- RECORDS SUPPLIED -
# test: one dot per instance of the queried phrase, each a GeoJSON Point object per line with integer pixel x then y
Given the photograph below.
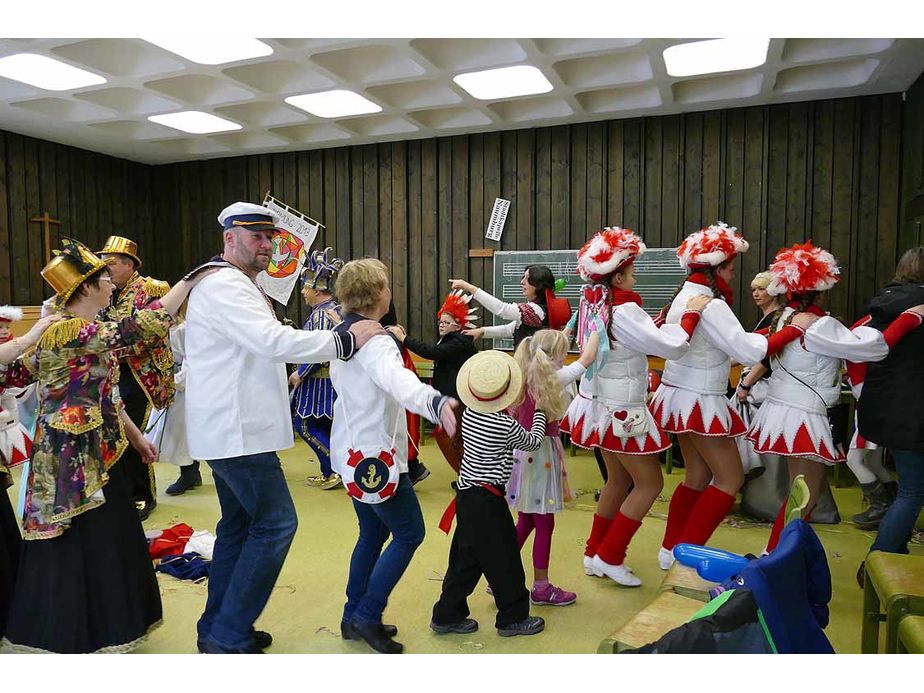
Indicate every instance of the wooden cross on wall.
{"type": "Point", "coordinates": [46, 222]}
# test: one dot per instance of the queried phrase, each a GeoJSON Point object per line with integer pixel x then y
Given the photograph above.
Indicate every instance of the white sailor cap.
{"type": "Point", "coordinates": [248, 216]}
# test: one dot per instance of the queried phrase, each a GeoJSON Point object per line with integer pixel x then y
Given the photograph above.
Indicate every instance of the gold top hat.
{"type": "Point", "coordinates": [71, 267]}
{"type": "Point", "coordinates": [489, 381]}
{"type": "Point", "coordinates": [118, 244]}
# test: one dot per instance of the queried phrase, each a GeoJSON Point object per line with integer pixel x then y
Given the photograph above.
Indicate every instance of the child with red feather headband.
{"type": "Point", "coordinates": [448, 354]}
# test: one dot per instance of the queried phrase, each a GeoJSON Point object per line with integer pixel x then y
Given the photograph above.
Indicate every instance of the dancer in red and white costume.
{"type": "Point", "coordinates": [691, 401]}
{"type": "Point", "coordinates": [610, 410]}
{"type": "Point", "coordinates": [805, 381]}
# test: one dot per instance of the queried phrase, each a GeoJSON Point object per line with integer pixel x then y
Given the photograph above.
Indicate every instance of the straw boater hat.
{"type": "Point", "coordinates": [802, 268]}
{"type": "Point", "coordinates": [608, 251]}
{"type": "Point", "coordinates": [710, 247]}
{"type": "Point", "coordinates": [123, 246]}
{"type": "Point", "coordinates": [489, 381]}
{"type": "Point", "coordinates": [70, 267]}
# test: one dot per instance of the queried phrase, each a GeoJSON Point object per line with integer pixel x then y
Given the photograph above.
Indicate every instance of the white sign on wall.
{"type": "Point", "coordinates": [498, 217]}
{"type": "Point", "coordinates": [290, 250]}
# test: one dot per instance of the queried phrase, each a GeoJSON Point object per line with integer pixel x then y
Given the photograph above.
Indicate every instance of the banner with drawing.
{"type": "Point", "coordinates": [290, 250]}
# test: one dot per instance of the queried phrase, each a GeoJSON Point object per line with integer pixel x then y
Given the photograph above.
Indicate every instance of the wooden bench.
{"type": "Point", "coordinates": [911, 635]}
{"type": "Point", "coordinates": [893, 588]}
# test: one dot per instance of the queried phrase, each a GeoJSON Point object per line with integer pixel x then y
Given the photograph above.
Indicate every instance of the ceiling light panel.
{"type": "Point", "coordinates": [46, 73]}
{"type": "Point", "coordinates": [717, 55]}
{"type": "Point", "coordinates": [214, 51]}
{"type": "Point", "coordinates": [504, 82]}
{"type": "Point", "coordinates": [337, 103]}
{"type": "Point", "coordinates": [194, 122]}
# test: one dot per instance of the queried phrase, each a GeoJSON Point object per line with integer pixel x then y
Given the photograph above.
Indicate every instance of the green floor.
{"type": "Point", "coordinates": [304, 611]}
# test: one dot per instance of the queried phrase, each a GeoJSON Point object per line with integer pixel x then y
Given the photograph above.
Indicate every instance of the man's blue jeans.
{"type": "Point", "coordinates": [898, 524]}
{"type": "Point", "coordinates": [374, 576]}
{"type": "Point", "coordinates": [256, 528]}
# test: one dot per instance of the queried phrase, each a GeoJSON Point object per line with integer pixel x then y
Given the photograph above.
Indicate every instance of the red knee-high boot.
{"type": "Point", "coordinates": [612, 549]}
{"type": "Point", "coordinates": [598, 530]}
{"type": "Point", "coordinates": [710, 510]}
{"type": "Point", "coordinates": [678, 513]}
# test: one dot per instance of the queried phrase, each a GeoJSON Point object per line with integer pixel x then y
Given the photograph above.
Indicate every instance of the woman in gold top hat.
{"type": "Point", "coordinates": [85, 582]}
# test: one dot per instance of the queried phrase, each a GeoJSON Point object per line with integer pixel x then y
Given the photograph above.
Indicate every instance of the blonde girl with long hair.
{"type": "Point", "coordinates": [538, 486]}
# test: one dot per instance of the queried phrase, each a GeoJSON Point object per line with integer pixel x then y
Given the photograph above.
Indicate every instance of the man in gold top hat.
{"type": "Point", "coordinates": [146, 369]}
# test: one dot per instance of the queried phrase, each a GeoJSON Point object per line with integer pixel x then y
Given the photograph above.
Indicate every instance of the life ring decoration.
{"type": "Point", "coordinates": [371, 479]}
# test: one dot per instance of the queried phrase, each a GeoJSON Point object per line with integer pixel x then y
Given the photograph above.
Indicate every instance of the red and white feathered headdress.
{"type": "Point", "coordinates": [710, 247]}
{"type": "Point", "coordinates": [801, 269]}
{"type": "Point", "coordinates": [457, 305]}
{"type": "Point", "coordinates": [10, 313]}
{"type": "Point", "coordinates": [607, 252]}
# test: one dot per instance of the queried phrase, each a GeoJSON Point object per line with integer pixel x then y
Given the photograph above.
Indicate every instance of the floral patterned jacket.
{"type": "Point", "coordinates": [79, 433]}
{"type": "Point", "coordinates": [151, 360]}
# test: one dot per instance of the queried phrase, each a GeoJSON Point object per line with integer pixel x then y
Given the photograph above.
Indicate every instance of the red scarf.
{"type": "Point", "coordinates": [720, 284]}
{"type": "Point", "coordinates": [813, 309]}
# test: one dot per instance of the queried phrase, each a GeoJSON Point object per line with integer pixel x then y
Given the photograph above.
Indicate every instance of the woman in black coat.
{"type": "Point", "coordinates": [892, 400]}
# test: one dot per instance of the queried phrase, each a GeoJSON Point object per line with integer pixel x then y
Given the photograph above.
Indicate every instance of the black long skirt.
{"type": "Point", "coordinates": [91, 589]}
{"type": "Point", "coordinates": [10, 542]}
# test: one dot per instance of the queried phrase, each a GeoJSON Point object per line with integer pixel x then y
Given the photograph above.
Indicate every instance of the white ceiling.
{"type": "Point", "coordinates": [593, 78]}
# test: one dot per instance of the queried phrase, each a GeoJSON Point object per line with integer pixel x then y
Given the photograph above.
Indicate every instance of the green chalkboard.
{"type": "Point", "coordinates": [657, 271]}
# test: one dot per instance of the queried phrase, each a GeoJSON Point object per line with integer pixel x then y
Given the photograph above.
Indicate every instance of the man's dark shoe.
{"type": "Point", "coordinates": [528, 626]}
{"type": "Point", "coordinates": [145, 508]}
{"type": "Point", "coordinates": [378, 641]}
{"type": "Point", "coordinates": [209, 647]}
{"type": "Point", "coordinates": [346, 630]}
{"type": "Point", "coordinates": [468, 625]}
{"type": "Point", "coordinates": [417, 471]}
{"type": "Point", "coordinates": [190, 477]}
{"type": "Point", "coordinates": [261, 640]}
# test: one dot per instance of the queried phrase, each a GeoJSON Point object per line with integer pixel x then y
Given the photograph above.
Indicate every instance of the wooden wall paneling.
{"type": "Point", "coordinates": [672, 180]}
{"type": "Point", "coordinates": [476, 206]}
{"type": "Point", "coordinates": [735, 139]}
{"type": "Point", "coordinates": [6, 254]}
{"type": "Point", "coordinates": [889, 192]}
{"type": "Point", "coordinates": [842, 202]}
{"type": "Point", "coordinates": [415, 256]}
{"type": "Point", "coordinates": [36, 233]}
{"type": "Point", "coordinates": [692, 174]}
{"type": "Point", "coordinates": [429, 247]}
{"type": "Point", "coordinates": [561, 187]}
{"type": "Point", "coordinates": [370, 200]}
{"type": "Point", "coordinates": [543, 196]}
{"type": "Point", "coordinates": [796, 162]}
{"type": "Point", "coordinates": [863, 264]}
{"type": "Point", "coordinates": [596, 179]}
{"type": "Point", "coordinates": [822, 174]}
{"type": "Point", "coordinates": [20, 230]}
{"type": "Point", "coordinates": [752, 261]}
{"type": "Point", "coordinates": [508, 189]}
{"type": "Point", "coordinates": [459, 218]}
{"type": "Point", "coordinates": [615, 204]}
{"type": "Point", "coordinates": [524, 224]}
{"type": "Point", "coordinates": [776, 178]}
{"type": "Point", "coordinates": [398, 241]}
{"type": "Point", "coordinates": [712, 171]}
{"type": "Point", "coordinates": [652, 167]}
{"type": "Point", "coordinates": [632, 179]}
{"type": "Point", "coordinates": [578, 226]}
{"type": "Point", "coordinates": [444, 216]}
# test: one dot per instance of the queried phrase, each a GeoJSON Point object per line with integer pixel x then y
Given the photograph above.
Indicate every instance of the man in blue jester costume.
{"type": "Point", "coordinates": [312, 393]}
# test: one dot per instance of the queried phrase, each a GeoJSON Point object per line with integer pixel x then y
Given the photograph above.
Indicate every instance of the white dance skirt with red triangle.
{"type": "Point", "coordinates": [784, 430]}
{"type": "Point", "coordinates": [684, 411]}
{"type": "Point", "coordinates": [15, 444]}
{"type": "Point", "coordinates": [590, 425]}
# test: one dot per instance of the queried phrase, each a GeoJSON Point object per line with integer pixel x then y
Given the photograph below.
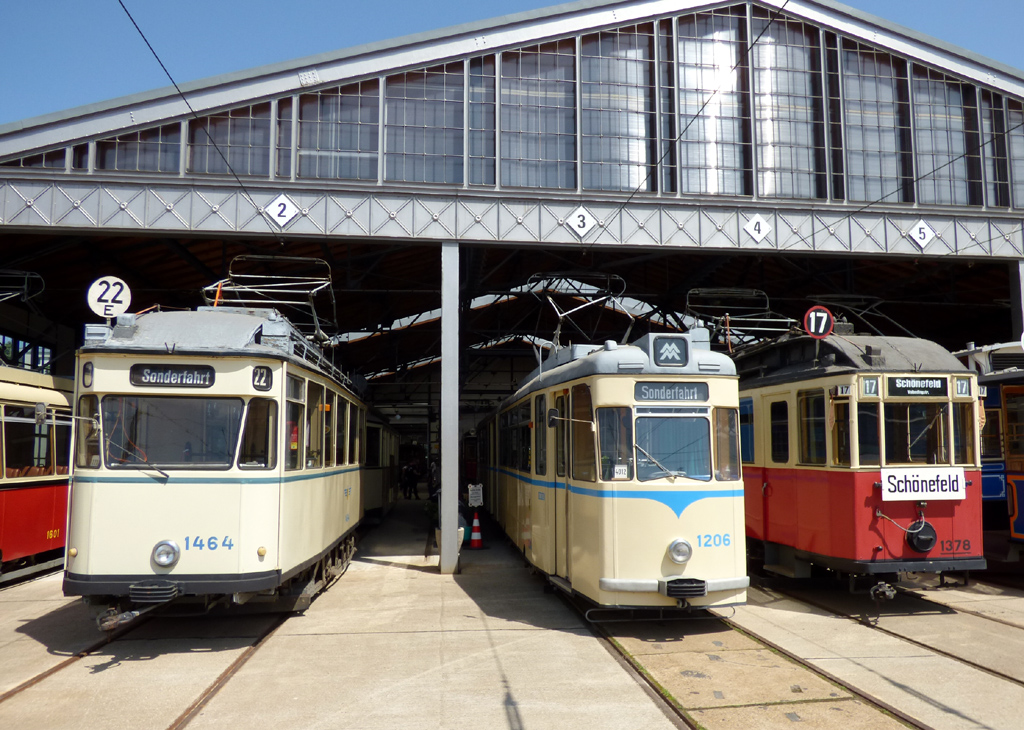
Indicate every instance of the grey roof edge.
{"type": "Point", "coordinates": [475, 28]}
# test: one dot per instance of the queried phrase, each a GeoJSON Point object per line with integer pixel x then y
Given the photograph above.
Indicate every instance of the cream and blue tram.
{"type": "Point", "coordinates": [217, 459]}
{"type": "Point", "coordinates": [615, 470]}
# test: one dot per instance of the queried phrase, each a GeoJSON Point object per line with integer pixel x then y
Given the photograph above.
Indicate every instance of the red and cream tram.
{"type": "Point", "coordinates": [36, 437]}
{"type": "Point", "coordinates": [860, 455]}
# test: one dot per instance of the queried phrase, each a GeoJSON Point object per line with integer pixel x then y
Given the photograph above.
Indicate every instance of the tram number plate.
{"type": "Point", "coordinates": [714, 541]}
{"type": "Point", "coordinates": [211, 543]}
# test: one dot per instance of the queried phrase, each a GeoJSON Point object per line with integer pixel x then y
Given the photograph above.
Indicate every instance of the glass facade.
{"type": "Point", "coordinates": [735, 100]}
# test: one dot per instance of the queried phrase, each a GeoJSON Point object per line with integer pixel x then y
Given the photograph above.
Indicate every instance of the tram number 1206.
{"type": "Point", "coordinates": [714, 541]}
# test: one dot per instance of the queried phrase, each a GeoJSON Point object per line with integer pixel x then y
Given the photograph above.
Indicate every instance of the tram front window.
{"type": "Point", "coordinates": [671, 444]}
{"type": "Point", "coordinates": [915, 433]}
{"type": "Point", "coordinates": [170, 432]}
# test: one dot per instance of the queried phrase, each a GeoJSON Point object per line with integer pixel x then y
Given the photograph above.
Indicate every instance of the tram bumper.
{"type": "Point", "coordinates": [677, 587]}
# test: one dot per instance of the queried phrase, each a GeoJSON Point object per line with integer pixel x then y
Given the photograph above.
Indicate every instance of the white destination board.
{"type": "Point", "coordinates": [923, 483]}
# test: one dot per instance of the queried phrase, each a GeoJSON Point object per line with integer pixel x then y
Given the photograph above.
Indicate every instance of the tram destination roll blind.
{"type": "Point", "coordinates": [172, 376]}
{"type": "Point", "coordinates": [670, 391]}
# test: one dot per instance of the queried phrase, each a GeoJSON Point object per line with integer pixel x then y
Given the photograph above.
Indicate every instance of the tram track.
{"type": "Point", "coordinates": [873, 623]}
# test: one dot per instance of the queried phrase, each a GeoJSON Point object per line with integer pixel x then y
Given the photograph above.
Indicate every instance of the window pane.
{"type": "Point", "coordinates": [87, 434]}
{"type": "Point", "coordinates": [811, 405]}
{"type": "Point", "coordinates": [170, 432]}
{"type": "Point", "coordinates": [584, 454]}
{"type": "Point", "coordinates": [726, 444]}
{"type": "Point", "coordinates": [779, 432]}
{"type": "Point", "coordinates": [259, 435]}
{"type": "Point", "coordinates": [673, 446]}
{"type": "Point", "coordinates": [867, 434]}
{"type": "Point", "coordinates": [615, 436]}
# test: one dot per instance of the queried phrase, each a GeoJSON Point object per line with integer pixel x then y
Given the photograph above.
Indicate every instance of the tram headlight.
{"type": "Point", "coordinates": [166, 553]}
{"type": "Point", "coordinates": [680, 551]}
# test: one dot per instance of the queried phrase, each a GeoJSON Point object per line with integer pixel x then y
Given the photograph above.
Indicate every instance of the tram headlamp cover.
{"type": "Point", "coordinates": [680, 551]}
{"type": "Point", "coordinates": [166, 553]}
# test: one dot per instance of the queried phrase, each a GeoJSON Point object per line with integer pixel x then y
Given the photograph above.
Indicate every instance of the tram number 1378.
{"type": "Point", "coordinates": [714, 541]}
{"type": "Point", "coordinates": [208, 544]}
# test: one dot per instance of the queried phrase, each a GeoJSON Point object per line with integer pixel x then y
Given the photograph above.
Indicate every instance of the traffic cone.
{"type": "Point", "coordinates": [475, 541]}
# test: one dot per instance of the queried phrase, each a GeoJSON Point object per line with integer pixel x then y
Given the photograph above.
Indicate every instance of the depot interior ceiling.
{"type": "Point", "coordinates": [387, 295]}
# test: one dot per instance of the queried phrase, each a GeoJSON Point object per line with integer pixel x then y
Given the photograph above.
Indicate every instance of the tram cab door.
{"type": "Point", "coordinates": [560, 434]}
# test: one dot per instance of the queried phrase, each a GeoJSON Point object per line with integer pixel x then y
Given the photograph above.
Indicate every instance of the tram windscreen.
{"type": "Point", "coordinates": [170, 432]}
{"type": "Point", "coordinates": [673, 445]}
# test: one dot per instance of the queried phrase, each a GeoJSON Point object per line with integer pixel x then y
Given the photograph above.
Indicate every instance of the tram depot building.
{"type": "Point", "coordinates": [466, 184]}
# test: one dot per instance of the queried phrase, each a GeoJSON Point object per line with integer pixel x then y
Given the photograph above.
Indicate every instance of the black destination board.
{"type": "Point", "coordinates": [171, 376]}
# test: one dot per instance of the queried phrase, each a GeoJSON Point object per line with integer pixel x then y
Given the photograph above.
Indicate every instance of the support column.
{"type": "Point", "coordinates": [450, 408]}
{"type": "Point", "coordinates": [1017, 297]}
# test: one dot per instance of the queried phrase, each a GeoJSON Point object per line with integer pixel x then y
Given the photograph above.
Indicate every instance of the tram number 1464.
{"type": "Point", "coordinates": [209, 543]}
{"type": "Point", "coordinates": [714, 541]}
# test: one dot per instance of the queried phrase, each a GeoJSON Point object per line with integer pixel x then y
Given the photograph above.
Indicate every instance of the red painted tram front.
{"type": "Point", "coordinates": [861, 456]}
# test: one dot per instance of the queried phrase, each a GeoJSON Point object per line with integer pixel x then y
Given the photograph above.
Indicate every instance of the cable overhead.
{"type": "Point", "coordinates": [245, 190]}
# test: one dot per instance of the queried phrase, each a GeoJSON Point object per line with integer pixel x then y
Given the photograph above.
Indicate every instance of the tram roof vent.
{"type": "Point", "coordinates": [873, 356]}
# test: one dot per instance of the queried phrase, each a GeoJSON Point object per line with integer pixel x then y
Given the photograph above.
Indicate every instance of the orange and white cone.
{"type": "Point", "coordinates": [475, 541]}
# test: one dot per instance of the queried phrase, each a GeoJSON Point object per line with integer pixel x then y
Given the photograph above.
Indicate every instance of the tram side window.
{"type": "Point", "coordinates": [614, 428]}
{"type": "Point", "coordinates": [27, 446]}
{"type": "Point", "coordinates": [991, 435]}
{"type": "Point", "coordinates": [61, 442]}
{"type": "Point", "coordinates": [963, 433]}
{"type": "Point", "coordinates": [584, 454]}
{"type": "Point", "coordinates": [868, 440]}
{"type": "Point", "coordinates": [342, 421]}
{"type": "Point", "coordinates": [726, 444]}
{"type": "Point", "coordinates": [353, 433]}
{"type": "Point", "coordinates": [259, 435]}
{"type": "Point", "coordinates": [811, 410]}
{"type": "Point", "coordinates": [329, 428]}
{"type": "Point", "coordinates": [373, 445]}
{"type": "Point", "coordinates": [87, 433]}
{"type": "Point", "coordinates": [841, 433]}
{"type": "Point", "coordinates": [915, 433]}
{"type": "Point", "coordinates": [1015, 424]}
{"type": "Point", "coordinates": [779, 416]}
{"type": "Point", "coordinates": [747, 430]}
{"type": "Point", "coordinates": [314, 426]}
{"type": "Point", "coordinates": [541, 433]}
{"type": "Point", "coordinates": [560, 436]}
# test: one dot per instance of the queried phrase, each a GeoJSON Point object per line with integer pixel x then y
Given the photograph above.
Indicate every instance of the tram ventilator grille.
{"type": "Point", "coordinates": [684, 588]}
{"type": "Point", "coordinates": [153, 592]}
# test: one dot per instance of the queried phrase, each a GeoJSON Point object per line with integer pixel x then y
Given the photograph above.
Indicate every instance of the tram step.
{"type": "Point", "coordinates": [800, 570]}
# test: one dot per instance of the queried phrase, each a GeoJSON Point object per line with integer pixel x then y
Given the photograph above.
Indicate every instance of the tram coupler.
{"type": "Point", "coordinates": [882, 591]}
{"type": "Point", "coordinates": [112, 619]}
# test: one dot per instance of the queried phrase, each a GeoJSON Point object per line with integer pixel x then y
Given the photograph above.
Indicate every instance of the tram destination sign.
{"type": "Point", "coordinates": [171, 376]}
{"type": "Point", "coordinates": [925, 483]}
{"type": "Point", "coordinates": [918, 385]}
{"type": "Point", "coordinates": [670, 391]}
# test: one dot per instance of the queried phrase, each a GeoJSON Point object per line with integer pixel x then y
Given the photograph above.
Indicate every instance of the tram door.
{"type": "Point", "coordinates": [561, 490]}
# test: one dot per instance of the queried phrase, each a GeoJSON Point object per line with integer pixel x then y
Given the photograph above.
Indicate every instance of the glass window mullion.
{"type": "Point", "coordinates": [498, 121]}
{"type": "Point", "coordinates": [381, 127]}
{"type": "Point", "coordinates": [826, 109]}
{"type": "Point", "coordinates": [579, 113]}
{"type": "Point", "coordinates": [677, 142]}
{"type": "Point", "coordinates": [752, 99]}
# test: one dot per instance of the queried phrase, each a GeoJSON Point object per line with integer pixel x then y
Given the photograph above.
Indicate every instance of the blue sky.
{"type": "Point", "coordinates": [56, 54]}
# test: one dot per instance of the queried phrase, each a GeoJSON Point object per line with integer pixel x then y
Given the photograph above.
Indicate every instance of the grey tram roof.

- TASK REQUIREMENTS -
Please count how many lines in the material above contain the string "ceiling", with case counting, and give only that number.

- CORRECT RESPONSE -
3